## TASK DIRECTIONS:
Return every line of the data that contains the string "column".

Image-grounded pointing data
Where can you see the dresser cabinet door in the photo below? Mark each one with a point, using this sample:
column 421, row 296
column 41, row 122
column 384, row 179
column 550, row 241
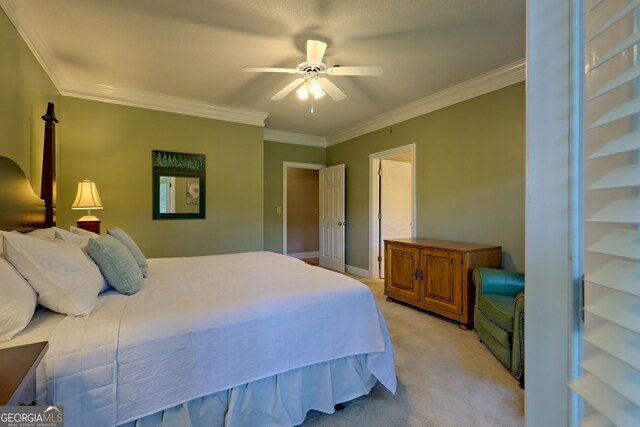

## PROBLEM SOLUTION:
column 421, row 296
column 41, row 122
column 384, row 179
column 550, row 241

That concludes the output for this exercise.